_Set problem:_ Edit the items from the line containing "Annotation task: tag one point per instance of the onoclea" through the last item, replacing "twig" with "small branch" and leaving everything else unchanged. Return only those lines, without the pictures.

━━━━━ Records for the exercise

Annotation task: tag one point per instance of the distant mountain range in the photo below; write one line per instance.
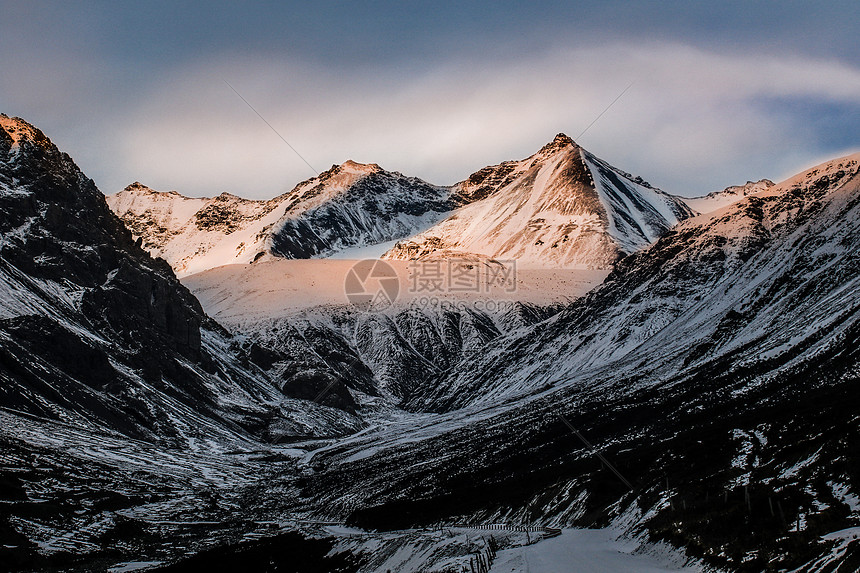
(560, 208)
(703, 396)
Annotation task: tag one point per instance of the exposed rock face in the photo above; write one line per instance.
(561, 207)
(720, 199)
(95, 330)
(716, 370)
(349, 205)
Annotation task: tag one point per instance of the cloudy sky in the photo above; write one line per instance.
(721, 92)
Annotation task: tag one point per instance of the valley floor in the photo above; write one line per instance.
(585, 551)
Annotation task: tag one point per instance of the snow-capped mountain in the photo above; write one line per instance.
(561, 207)
(702, 397)
(96, 332)
(349, 205)
(715, 279)
(719, 199)
(714, 372)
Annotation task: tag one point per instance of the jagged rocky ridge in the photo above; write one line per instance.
(716, 370)
(561, 207)
(349, 205)
(95, 331)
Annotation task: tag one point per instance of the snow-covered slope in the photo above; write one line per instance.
(697, 284)
(561, 207)
(719, 199)
(349, 205)
(705, 395)
(95, 332)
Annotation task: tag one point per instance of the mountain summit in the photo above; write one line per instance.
(561, 207)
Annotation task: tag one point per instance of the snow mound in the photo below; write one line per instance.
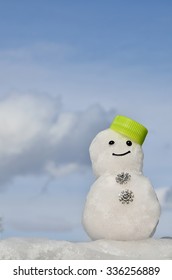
(43, 249)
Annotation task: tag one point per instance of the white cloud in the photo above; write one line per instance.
(34, 132)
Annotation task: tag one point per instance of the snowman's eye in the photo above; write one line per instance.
(111, 142)
(129, 143)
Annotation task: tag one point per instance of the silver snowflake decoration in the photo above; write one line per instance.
(123, 178)
(126, 196)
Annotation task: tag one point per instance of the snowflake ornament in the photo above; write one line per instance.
(126, 196)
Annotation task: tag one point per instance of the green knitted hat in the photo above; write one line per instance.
(130, 128)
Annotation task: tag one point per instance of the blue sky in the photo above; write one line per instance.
(66, 69)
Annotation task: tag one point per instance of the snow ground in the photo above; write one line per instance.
(43, 249)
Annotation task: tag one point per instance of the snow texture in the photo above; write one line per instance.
(43, 249)
(121, 204)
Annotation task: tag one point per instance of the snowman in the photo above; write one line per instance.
(121, 204)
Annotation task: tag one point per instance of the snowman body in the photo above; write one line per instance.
(121, 204)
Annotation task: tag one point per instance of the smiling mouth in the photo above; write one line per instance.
(120, 155)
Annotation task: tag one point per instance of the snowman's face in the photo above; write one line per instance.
(111, 152)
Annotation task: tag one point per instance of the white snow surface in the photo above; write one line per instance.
(43, 249)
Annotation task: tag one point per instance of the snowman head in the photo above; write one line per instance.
(118, 148)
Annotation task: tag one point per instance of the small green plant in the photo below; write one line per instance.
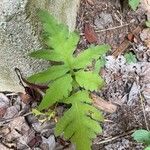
(70, 82)
(130, 58)
(147, 23)
(134, 4)
(142, 136)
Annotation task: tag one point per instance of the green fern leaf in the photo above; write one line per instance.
(52, 73)
(47, 55)
(80, 123)
(58, 90)
(89, 80)
(86, 57)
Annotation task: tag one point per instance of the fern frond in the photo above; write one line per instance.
(89, 80)
(57, 90)
(85, 58)
(52, 73)
(46, 55)
(80, 123)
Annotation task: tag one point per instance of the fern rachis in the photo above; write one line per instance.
(80, 123)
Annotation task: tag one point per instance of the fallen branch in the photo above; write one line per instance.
(101, 104)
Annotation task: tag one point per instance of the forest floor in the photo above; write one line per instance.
(127, 83)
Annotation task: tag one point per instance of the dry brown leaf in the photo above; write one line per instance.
(101, 104)
(91, 2)
(126, 43)
(90, 34)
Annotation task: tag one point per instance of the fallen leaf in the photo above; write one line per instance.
(90, 34)
(2, 111)
(25, 98)
(91, 2)
(101, 104)
(132, 37)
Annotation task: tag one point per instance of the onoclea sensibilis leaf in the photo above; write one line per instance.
(57, 90)
(81, 120)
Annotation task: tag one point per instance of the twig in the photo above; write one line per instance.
(142, 104)
(114, 138)
(113, 28)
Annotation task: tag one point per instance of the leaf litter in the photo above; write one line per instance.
(125, 82)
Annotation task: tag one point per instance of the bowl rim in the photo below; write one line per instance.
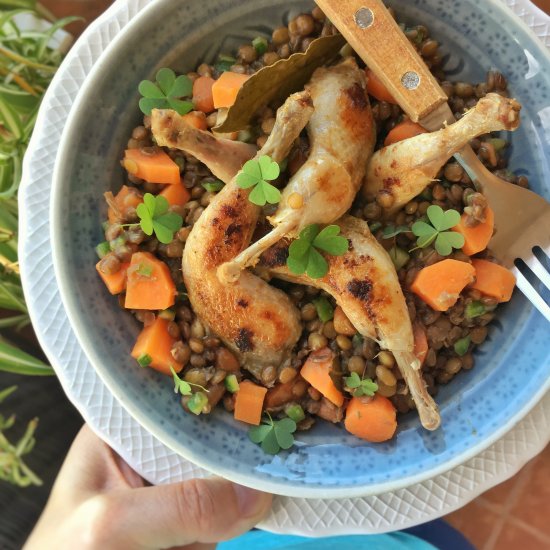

━━━━━━━━━━

_Full answer:_
Annotation task: tag one point per instance of the onoclea sensibilis leaf in the photo above; write one line per instance.
(57, 90)
(81, 120)
Annotation task: tag one point per instance of the small branch in the photo above; write one line per instance.
(142, 104)
(114, 138)
(113, 28)
Annotation task: tag one point per instance of the leaf litter in the photo above; write one line per instance.
(125, 82)
Annotation task: tag one point per instance of the bowl rim in the photo below; write one line per instance.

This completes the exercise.